TEXT PROVIDED:
__________________________________________________

The two recently reflected on the past year while looking forward to what lies ahead for the city of Lancaster.
Sowell said one of the greatest accomplishments of 2010 was the city’s partnership with Lancaster County to reopen the former Springs Industries building on 15th Street in the Brooklyn neighborhood.
Community Development Block Grant money is paying for the bulk of the improvements.
City public works has already relocated some of its operations there. The building will also serve as a training facility and a satellite office for the police department and sheriff’s office.
Law officers are expected to begin operations there this month.
The Brooklyn area has also received new sidewalks, waterlines and other infrastructural improvements over the past year.
“The results are already being evidenced in crime reduction and neighborhood stabilization,” Sowell said.
The city has continued work on its Streetscape project, which has seen beautification along Main Street. The latest phase has brought new sidewalks, curbing and lighting along South Main Street near Gooch and Emmons streets.
“The improvements in that area are a definite benefit to our community,” Sowell said.
Economic development and infrastructure
County leaders have been discussing a proposed industrial park near Lancaster County Airport that could lure businesses. Shaw said the city has pledged to commit $1 million to the effort.
“We’re going to do everything we’re supposed to do to make this work,” he said. “It has a lot of potential.”
Shaw said he is pleased with the expansion of the city’s solid waste transfer station, which also benefits county residents beyond the city limits.
Improvements continue at the city’s wastewater treatment plant. Grant money is helping pay for those renovations as well.
The city has the capacity to treat about 7.5 million gallons of water per day, though it is using only about 3.5 million.
“Four million is sitting there waiting for industry,” Shaw said. “We’re in good shape there.”
Sowell touted the city’s focus on tourism and continued effort to foster a greater sense of community.
“In the area of hospitality tax revenue, we added the Red Rose Festival while continuing to improve our Christmas festivities and the Performing Arts Series,” she said.
Shaw and Sowell each said they hope to see a recycling program begin in the new year.
“We think that’s going to be more economical for our citizens,” Shaw said. “That’s a biggie.”
Sowell said the city wants to continue to improve its parks and to further work on community renovations. She said the city will seek more grant money to support these endeavors.
“City employees have worked diligently this year to make needed improvements to infrastructure and continue to provide the many enhanced services expected by our citizens without increasing taxes,” Sowell said.

__________________________________________________

PROBLEM 1:
In the article about Lancaster, what does Shaw mean by "Four million is sitting there waiting for industry"? Answer in one to three sentences.
PROBLEM 2:
Return the part of the Lancaster article from "The two recently" to "of the improvements.", copied word for word.
PROBLEM 3:
According to the article about Lancaster, how much has the city pledged toward the proposed industrial park near Lancaster County Airport?
The entries that come next have no connection to the article about Lancaster.

__________________________________________________

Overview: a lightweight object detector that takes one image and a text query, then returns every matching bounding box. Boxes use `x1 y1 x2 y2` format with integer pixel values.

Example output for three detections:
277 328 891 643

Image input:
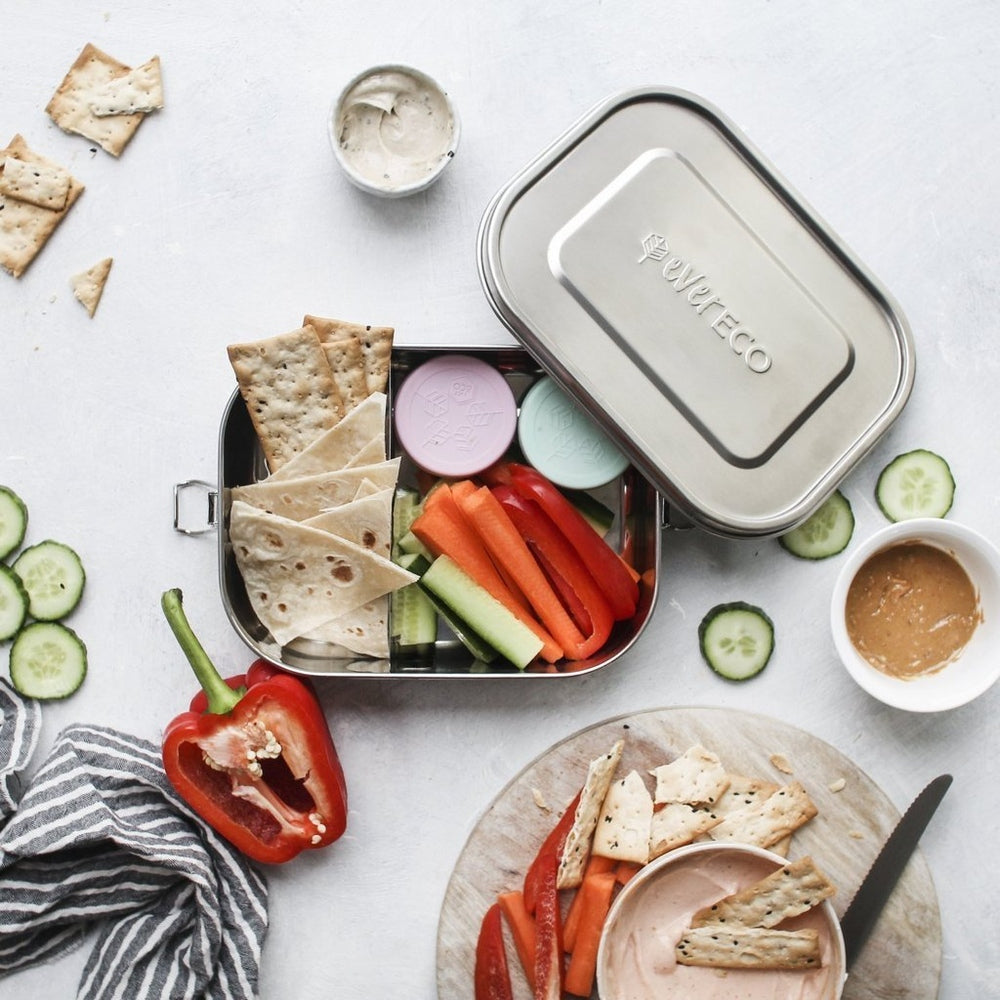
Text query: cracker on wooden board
674 925 822 969
70 257 114 316
708 781 818 848
649 802 721 861
592 771 653 864
0 135 83 278
229 500 417 645
227 327 344 472
45 42 153 156
691 857 836 927
230 458 400 521
651 745 730 806
302 315 395 394
556 740 625 889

__________________________________________________

ANSWER 1:
The city's wastewater treatment plant can treat about 7.5 million gallons of water per day but uses only about 3.5 million. That leaves roughly four million gallons of daily capacity free for new industry.

ANSWER 2:
The two recently reflected on the past year while looking forward to what lies ahead for the city of Lancaster.
Sowell said one of the greatest accomplishments of 2010 was the city’s partnership with Lancaster County to reopen the former Springs Industries building on 15th Street in the Brooklyn neighborhood.
Community Development Block Grant money is paying for the bulk of the improvements.

ANSWER 3:
The city has pledged $1 million.